• Work to do
Please rewrite this listing, changing every "single marker" to "single point" and leaving everything else the same.

• Supplied material

%%

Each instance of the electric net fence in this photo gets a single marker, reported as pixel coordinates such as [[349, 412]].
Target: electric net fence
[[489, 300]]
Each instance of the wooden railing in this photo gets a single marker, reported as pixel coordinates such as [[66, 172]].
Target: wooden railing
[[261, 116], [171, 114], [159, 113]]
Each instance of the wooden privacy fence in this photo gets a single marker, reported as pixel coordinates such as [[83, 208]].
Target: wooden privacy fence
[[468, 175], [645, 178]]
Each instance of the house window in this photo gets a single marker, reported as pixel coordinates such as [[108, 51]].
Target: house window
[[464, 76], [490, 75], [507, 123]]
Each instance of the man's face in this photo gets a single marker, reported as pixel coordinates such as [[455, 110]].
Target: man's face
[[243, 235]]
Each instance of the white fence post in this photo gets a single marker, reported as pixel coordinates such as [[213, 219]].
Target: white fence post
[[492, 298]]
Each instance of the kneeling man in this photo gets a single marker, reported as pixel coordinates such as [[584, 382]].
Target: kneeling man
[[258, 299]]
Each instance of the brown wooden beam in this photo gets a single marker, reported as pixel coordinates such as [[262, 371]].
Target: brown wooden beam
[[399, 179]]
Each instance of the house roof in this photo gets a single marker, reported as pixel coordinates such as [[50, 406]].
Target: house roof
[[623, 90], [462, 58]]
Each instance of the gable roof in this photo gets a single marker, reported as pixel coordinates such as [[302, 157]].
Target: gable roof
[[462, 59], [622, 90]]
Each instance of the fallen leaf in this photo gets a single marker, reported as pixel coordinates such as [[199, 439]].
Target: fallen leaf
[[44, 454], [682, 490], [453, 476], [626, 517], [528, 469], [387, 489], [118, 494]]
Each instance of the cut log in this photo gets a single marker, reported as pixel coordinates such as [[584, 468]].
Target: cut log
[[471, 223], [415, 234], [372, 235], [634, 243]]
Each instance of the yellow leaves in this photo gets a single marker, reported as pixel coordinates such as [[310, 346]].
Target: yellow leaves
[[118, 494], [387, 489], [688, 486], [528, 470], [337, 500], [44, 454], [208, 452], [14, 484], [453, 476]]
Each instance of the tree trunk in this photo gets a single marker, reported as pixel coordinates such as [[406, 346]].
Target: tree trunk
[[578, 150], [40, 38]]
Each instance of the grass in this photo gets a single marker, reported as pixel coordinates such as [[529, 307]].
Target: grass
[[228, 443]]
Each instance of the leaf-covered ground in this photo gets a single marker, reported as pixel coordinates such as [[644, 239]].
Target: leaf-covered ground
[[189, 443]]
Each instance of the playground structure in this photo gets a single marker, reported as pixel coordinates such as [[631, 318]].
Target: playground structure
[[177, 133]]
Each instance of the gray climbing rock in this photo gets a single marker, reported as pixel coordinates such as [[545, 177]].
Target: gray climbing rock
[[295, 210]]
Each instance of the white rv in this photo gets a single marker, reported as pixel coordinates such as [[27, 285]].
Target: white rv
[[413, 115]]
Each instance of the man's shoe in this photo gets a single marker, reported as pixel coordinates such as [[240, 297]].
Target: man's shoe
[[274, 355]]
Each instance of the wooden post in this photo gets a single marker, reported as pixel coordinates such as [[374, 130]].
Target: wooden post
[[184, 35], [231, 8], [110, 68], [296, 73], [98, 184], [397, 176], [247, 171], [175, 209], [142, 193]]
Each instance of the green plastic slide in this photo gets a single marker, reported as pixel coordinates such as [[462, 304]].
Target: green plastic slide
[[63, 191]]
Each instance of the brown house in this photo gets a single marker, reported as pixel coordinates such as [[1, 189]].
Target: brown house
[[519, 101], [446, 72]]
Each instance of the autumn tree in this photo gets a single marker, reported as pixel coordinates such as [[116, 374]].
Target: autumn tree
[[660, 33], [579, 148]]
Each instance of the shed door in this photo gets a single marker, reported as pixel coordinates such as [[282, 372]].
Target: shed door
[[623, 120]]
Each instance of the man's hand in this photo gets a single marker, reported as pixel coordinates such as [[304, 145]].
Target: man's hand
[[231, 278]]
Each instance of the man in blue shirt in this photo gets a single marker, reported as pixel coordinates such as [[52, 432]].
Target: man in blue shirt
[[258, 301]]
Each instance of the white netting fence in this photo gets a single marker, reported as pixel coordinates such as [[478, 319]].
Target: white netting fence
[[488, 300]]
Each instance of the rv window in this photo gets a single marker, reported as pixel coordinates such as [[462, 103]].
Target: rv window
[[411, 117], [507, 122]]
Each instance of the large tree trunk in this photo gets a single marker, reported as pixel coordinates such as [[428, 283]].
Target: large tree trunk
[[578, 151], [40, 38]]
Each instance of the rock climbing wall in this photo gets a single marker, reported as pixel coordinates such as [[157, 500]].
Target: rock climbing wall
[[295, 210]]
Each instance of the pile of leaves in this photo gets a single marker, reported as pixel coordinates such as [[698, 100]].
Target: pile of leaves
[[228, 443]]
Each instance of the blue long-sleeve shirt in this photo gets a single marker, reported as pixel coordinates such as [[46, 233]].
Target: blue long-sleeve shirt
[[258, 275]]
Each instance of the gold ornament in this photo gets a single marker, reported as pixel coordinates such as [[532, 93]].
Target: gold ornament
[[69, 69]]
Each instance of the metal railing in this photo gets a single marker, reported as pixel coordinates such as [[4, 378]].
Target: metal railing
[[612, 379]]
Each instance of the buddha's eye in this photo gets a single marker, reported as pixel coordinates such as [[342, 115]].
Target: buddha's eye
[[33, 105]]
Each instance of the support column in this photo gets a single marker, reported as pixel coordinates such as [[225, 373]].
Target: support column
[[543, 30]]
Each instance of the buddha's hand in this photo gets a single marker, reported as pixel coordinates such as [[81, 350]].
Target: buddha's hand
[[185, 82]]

%%

• Exercise result
Each instance of the electric net fence in this photo gets a single point, reported as pixel coordinates such as [[349, 412]].
Target: electric net fence
[[489, 300]]
Each instance of the wooden railing in this photo gets a single point, reported as pixel coordinates such as [[66, 172]].
Target: wooden railing
[[261, 116], [171, 114], [159, 113]]
Each instance of the wooden privacy fence in this photo gets a single point, reported as pixel coordinates such as [[83, 208]].
Target: wooden privacy fence
[[468, 175], [645, 178]]
Each instance of the house window in this photo gets a single point, reported as pixel coordinates such as [[108, 51]].
Target: house window
[[464, 76], [490, 75], [507, 123]]
Each instance of the man's face in this photo gets a single point, reported as pixel coordinates such as [[455, 110]].
Target: man's face
[[243, 235]]
Each instance of the white fence post in this photo gets a single point, reported as pixel coordinates such as [[213, 219]].
Target: white fence post
[[492, 298]]
Each instance of the kneeling man in this photo gets a single point, reported as pixel coordinates such as [[584, 382]].
Target: kneeling man
[[258, 299]]
Each instance of the brown wooden beam in this photo gets a single point, reported as pixel coordinates such as [[262, 371]].
Target: brown wooden beam
[[399, 179]]
Each instance of the house roof in this photo gets a single point, reported as pixel coordinates such as [[50, 406]].
Target: house roof
[[623, 90], [462, 58]]
Each instance of the gable roof in this photo gets a single point, reported as pixel coordinates such as [[302, 157]].
Target: gable roof
[[462, 59], [622, 90]]
Each instance of the fallen leaf in this photo gets a single point, reported as pixel coordinates such as [[199, 439]].
Target: fallen leaf
[[44, 454], [682, 490], [453, 476], [626, 517], [528, 469], [387, 489], [118, 494]]
Each instance of the cut log in this photo gets a single point, reported as pixel coordinates such as [[584, 468]].
Target: cut log
[[471, 223], [415, 234], [372, 235], [634, 243]]
Each instance of the yellow leaves in this photo gets a single point, reported as pixel coordinates such as [[310, 346]].
Target: yellow leaves
[[118, 494], [387, 489], [688, 486], [528, 470], [337, 500], [44, 454], [208, 452], [14, 484], [453, 476]]
Each instance of the tree trunk in this photo gets a single point, reported as pixel coordinates such as [[406, 346]].
Target: tree trunk
[[578, 150], [40, 38]]
Each instance of the grass in this photo gets a single point, reported as pixel coordinates such as [[529, 307]].
Target: grass
[[228, 443]]
Each instance of the leaf-covered ground in this photo gets a single point, reported as pixel coordinates such as [[644, 239]].
Target: leaf-covered ground
[[189, 443]]
Each instance of the playground structure in this photo gets a single point, reported as pixel coordinates such as [[631, 318]].
Target: playground structure
[[177, 133]]
Each instance of the gray climbing rock in this photo gets a single point, reported as pixel coordinates such as [[545, 177]].
Target: gray climbing rock
[[295, 210]]
Each instance of the white rv in this photo gets a single point, reported as pixel coordinates such as [[27, 285]].
Target: white rv
[[413, 115]]
Each instance of the man's shoe in this photo gets a single point, reported as pixel coordinates such as [[240, 297]].
Target: man's shoe
[[274, 355]]
Each instance of the wooden post in this photo gets a single point, reported as pixel coordinates such as [[374, 130]].
Target: wooden post
[[184, 35], [231, 8], [110, 68], [296, 73], [98, 184], [397, 176], [247, 171], [175, 209], [142, 193]]
Each instance of the green plastic slide in this photo gets a single point, reported as pixel coordinates such as [[462, 304]].
Target: green plastic slide
[[63, 191]]
Each instance of the brown house in this photo gets a single point, reported as pixel coordinates such as [[1, 189]].
Target: brown house
[[519, 101], [446, 72]]
Each instance of the autumn tree in this photo gets a single point, reported as pixel coordinates such as [[116, 374]].
Target: autumn tree
[[660, 33], [579, 148]]
Each instance of the shed door in this photo gets a single point, reported as pixel coordinates such as [[282, 372]].
Target: shed door
[[623, 120]]
Each instance of the man's hand in this photo gets a single point, reported as pixel coordinates such as [[304, 145]].
Target: man's hand
[[231, 278]]
Each instance of the man in blue shirt in this photo gets a single point, reported as pixel coordinates such as [[52, 432]].
Target: man in blue shirt
[[258, 301]]
Each instance of the white netting fence in this photo gets a single point, reported as pixel coordinates such as [[478, 319]].
Target: white netting fence
[[488, 300]]
Each instance of the rv window in this photo gets a single point, reported as pixel coordinates such as [[462, 103]].
Target: rv window
[[411, 117], [507, 122]]
Each instance of the large tree trunk in this photo gets a single point, reported as pixel coordinates such as [[428, 283]].
Target: large tree trunk
[[578, 151], [40, 38]]
Each instance of the rock climbing wall in this photo gets a single point, reported as pixel coordinates such as [[157, 500]].
Target: rock climbing wall
[[295, 210]]
Each instance of the pile of leaves in this photo gets a single point, reported as pixel coordinates such as [[698, 100]].
Target: pile of leaves
[[228, 443]]
Each instance of the blue long-sleeve shirt in this photo gets a single point, reported as pixel coordinates such as [[46, 233]].
Target: blue long-sleeve shirt
[[258, 275]]
Each instance of the gold ornament in this photo gets a single point, reported as pixel coordinates such as [[532, 93]].
Target: gold ornament
[[69, 69]]
Each instance of the metal railing in this photo gets a single point, reported as pixel coordinates such as [[4, 378]].
Target: metal railing
[[612, 379]]
Each instance of the buddha's eye in this photo gets a single point, reported as pixel coordinates such as [[342, 115]].
Target: buddha's eye
[[33, 105]]
Each instance of the support column in this photo gets a single point, reported as pixel coordinates such as [[225, 373]].
Target: support column
[[543, 30]]
Each instance of the buddha's hand in this photo gets a single point, reported as pixel coordinates such as [[81, 350]].
Target: buddha's hand
[[185, 82]]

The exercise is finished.